[Labeled region records]
>>>
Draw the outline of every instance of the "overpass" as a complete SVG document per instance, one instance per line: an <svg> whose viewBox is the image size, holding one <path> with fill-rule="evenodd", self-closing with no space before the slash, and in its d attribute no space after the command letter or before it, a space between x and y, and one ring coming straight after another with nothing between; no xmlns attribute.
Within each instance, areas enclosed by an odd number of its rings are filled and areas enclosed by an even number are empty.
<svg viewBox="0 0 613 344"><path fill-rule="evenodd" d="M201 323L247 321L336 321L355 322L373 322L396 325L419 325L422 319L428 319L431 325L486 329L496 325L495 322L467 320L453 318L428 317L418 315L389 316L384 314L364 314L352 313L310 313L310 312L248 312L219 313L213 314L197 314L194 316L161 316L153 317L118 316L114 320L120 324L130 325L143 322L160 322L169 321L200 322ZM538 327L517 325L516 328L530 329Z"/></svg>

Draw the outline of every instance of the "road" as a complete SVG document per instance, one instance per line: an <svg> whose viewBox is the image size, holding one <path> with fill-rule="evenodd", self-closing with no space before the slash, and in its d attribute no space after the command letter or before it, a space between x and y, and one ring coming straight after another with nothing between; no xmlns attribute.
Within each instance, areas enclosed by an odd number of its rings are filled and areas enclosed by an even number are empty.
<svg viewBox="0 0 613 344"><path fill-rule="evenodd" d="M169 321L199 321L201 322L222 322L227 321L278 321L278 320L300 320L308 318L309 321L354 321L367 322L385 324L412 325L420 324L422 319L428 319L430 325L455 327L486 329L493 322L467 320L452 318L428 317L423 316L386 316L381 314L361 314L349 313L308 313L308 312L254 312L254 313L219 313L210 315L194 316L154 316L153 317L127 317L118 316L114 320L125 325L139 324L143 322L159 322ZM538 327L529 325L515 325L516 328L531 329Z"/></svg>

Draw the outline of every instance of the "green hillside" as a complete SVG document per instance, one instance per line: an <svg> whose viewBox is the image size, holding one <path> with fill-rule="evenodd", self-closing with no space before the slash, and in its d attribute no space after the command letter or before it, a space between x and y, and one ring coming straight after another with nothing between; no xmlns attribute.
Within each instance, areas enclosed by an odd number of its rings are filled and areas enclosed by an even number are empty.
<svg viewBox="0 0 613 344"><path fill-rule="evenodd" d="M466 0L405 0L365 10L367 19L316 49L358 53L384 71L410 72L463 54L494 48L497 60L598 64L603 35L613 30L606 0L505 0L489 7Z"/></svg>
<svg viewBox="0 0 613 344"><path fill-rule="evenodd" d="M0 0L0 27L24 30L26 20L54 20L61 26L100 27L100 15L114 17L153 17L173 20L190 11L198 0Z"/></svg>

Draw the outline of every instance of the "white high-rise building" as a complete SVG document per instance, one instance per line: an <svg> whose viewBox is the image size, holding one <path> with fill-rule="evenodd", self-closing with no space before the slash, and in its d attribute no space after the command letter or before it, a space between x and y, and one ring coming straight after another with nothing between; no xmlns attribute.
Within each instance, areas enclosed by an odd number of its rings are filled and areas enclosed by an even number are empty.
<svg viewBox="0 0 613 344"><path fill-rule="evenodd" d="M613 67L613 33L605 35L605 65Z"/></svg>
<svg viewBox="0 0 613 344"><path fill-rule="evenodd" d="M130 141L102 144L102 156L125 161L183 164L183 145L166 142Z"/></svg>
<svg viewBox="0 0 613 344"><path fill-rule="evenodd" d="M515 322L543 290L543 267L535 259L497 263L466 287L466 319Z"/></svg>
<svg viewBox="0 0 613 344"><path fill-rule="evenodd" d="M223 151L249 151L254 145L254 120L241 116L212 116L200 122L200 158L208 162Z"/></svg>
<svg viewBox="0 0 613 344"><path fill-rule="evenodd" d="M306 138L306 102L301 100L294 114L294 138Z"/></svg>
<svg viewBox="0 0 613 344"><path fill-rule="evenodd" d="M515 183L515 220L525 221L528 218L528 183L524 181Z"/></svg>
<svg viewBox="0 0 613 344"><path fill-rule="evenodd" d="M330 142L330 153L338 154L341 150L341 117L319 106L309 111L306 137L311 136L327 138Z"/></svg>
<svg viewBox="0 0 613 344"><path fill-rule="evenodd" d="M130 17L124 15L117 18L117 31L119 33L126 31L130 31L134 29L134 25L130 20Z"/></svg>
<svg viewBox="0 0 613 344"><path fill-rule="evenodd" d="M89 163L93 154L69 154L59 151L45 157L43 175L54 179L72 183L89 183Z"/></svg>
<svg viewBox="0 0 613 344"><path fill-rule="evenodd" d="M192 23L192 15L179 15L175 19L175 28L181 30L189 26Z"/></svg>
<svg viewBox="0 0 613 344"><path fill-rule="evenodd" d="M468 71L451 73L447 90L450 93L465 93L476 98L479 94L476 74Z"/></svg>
<<<
> Task description
Update the listing from its first line up to and including the line with "323L247 321L336 321L355", replacing "overpass" with "bridge" and leaving everything else unchanged. Give only those lines.

> Reply
Draw the outline of every instance of the "bridge" as a complete SVG document per instance, one instance per line: an <svg> whose viewBox is the image size, holding one <path> with fill-rule="evenodd", self-closing with no space before the slash, and in its d attribute no space after the command letter or before it, a space between x and y, and one ring coming straight after another with nothing between; no xmlns attribute.
Within each instance, areas enclosed by an odd number of its rings are filled and areas enclosed by an even number are empty.
<svg viewBox="0 0 613 344"><path fill-rule="evenodd" d="M201 323L247 321L336 321L355 322L373 322L396 325L419 325L422 319L428 319L431 325L486 329L496 325L495 322L467 320L453 318L428 317L418 315L389 316L384 314L364 314L352 313L310 313L310 312L248 312L219 313L213 314L197 314L194 316L161 316L153 317L118 316L114 320L120 324L130 325L143 322L160 322L169 321L200 322ZM538 327L517 325L516 328L530 329Z"/></svg>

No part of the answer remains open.